*Short problem*
Print every one of the following rows verbatim, omitting the pictures.
++++ Extracted records
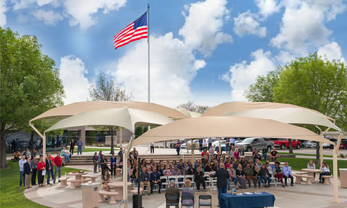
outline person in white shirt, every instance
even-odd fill
[[[319,173],[319,182],[324,182],[324,177],[322,175],[331,175],[330,171],[329,170],[329,166],[325,161],[322,162],[322,166],[321,166],[321,173]]]

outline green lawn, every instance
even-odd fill
[[[307,163],[310,159],[306,158],[292,158],[292,157],[283,157],[279,158],[278,160],[280,162],[288,162],[289,166],[291,166],[291,169],[294,171],[301,171],[302,168],[307,168]],[[332,170],[332,159],[325,159],[325,162],[329,166],[329,169],[330,173],[333,174]],[[338,160],[337,161],[337,170],[341,168],[347,167],[347,160]],[[316,164],[316,168],[319,169],[319,166]],[[339,176],[340,175],[339,172]]]
[[[18,162],[8,160],[8,168],[0,170],[0,207],[47,207],[27,199],[24,194],[24,187],[19,188],[19,166]],[[78,171],[79,169],[63,167],[65,172]],[[37,180],[36,180],[36,182]]]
++++++++
*Exercise result*
outline person in white shirt, every instance
even-odd fill
[[[319,173],[319,182],[324,182],[324,177],[322,175],[331,175],[330,171],[329,170],[329,166],[325,161],[322,162],[322,166],[321,166],[321,173]]]

outline green lawn, every instance
even-odd fill
[[[307,163],[310,159],[306,158],[292,158],[292,157],[283,157],[279,158],[278,160],[280,162],[288,162],[289,166],[291,166],[291,169],[294,171],[301,171],[302,168],[307,168]],[[332,170],[332,159],[325,159],[325,162],[329,166],[329,169],[330,173],[333,174]],[[338,160],[337,161],[337,170],[341,168],[347,167],[347,160]],[[316,164],[316,168],[319,169],[319,166]],[[339,176],[340,175],[339,172]]]
[[[18,162],[8,160],[8,168],[0,170],[0,207],[47,207],[27,199],[24,194],[24,187],[19,188],[19,166]],[[78,171],[79,169],[63,167],[65,172]],[[37,180],[36,180],[36,182]]]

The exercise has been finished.